▸ Excerpt provided:

■ ■ ■ ■

It made me angry, and then I got ready to hit, and I hit a 10-yard flub because of the distraction that came. And I think if I had gone back to my feet and thought, "Okay, I got my feet," and really taken a step away from the ball and taken a few moments, I probably would have played better. And I kind of let the distraction get into my head; it rattled around, and then I hit the club, and I was like, "You see, I knew I'd hit a club because the guy distracted me," and that's what caused me to do this whole thing. So, absolutely, to go back to the values of why do we do this, right? We're not getting paid to do these things; we're not professionals. This is something that we pay to do in our spare time, so why put yourself in that position of being stressed out, right? You're stressed to have fun, and so really connecting to this idea of "I love to do this; it is relaxing, it is enjoyable." That's going to remind you to take a step back a little bit and say, "Okay, sometimes bad things happen, sometimes a shot goes into the tree, or the sand, or whatever, and I'm just gonna laugh it off, right? I'm gonna see the humor in it. I'm going to approach this a little more curiously without that tension and pressure of 'I have to do this perfectly; I have to make this correct,' and then focusing on those fundamentals. That sort of pairing is really helpful for people to not get in their head so much and then get really angry and kind of lose the enjoyment of the day. You get to have your son on the golf course, and if you were angry and like, "Oh, let's just get this over with," as opposed to, "I made a mistake; all right, let's just enjoy the day, and we'll get to chat about it later," then you're gonna have a much more enjoyable time for sure.

■ ■ ■ ■

▸ Provided material:
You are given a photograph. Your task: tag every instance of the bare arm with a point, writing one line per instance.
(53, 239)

■ ■ ■ ■

▸ Task instructions:
**a.** Answer these from the excerpt about golf and distraction:
(i) How far did the flubbed shot travel?
(ii) Which family member does the speaker say the listener gets to have on the golf course?
(iii) What two places does the speaker name as spots a bad shot might land?
**b.** Give the next part of the excerpt about golf and distraction, picking up after its final sentence.
The data above come from a separate source.

▸ Responses for each task:
**a.**
(i) 10 yards
(ii) The listener's son
(iii) The tree and the sand

**b.**
Well, you use the great word that I think is really important, especially with golf, and that's the word "perfect." And, Patrick, if you want to increase your portfolio of reading, you should add a book called "Golf is Not a Game of Perfect" by Bob Rotella, who's one of the fathers of sports psychology. I think that would be a good one to read. I've read it years ago, and I probably need to read it again too. Let's step it up a bit, Patrick. You're on the rifle range, or at least that's what I was taught to call it, the rifle range, and you're trying to get one of your men to fire more accurately. What are the kinds of things that you've learned on something that requires even more precision than golf? What are the techniques that you use, and can you share with us some insights on how to get somebody to shoot more accurately, especially when their life may be dependent on it and somebody's shooting back at them too? Yeah, definitely. Something that we do once a year as Marines is we go to the rifle range, as some call it, and we shoot out to 500 yards. The interesting thing is, even with the weapon systems that we use at that range, if you shoot the same exact place every single time using a machine, the bullets will not land in the same place simply because of the outside factors, and they can land within an area up to almost 12 inches wide.

Once a year, you go and you shoot, and when you go up for promotion, how well you shoot can determine if you're getting promoted or not sometimes. So, it's a very high-stress scenario for a lot of Marines when they go to the rifle range and they're shooting. The main thing that we always talk about is your preparation beforehand, making sure that you do the proper things the week before. In fact, there's what's called "grass week," which is where you basically practice going through the motions of what you're going to do the following week, everything from actually having your weapon system and aiming down the sights at the different distances and pulling the trigger without rounds, to moving all the way into when you do the moving drills, when you're as close as 25 meters, and you're actually shooting while you're moving between different yard lines. Also, something that's very helpful that we do is we talk about the fundamentals.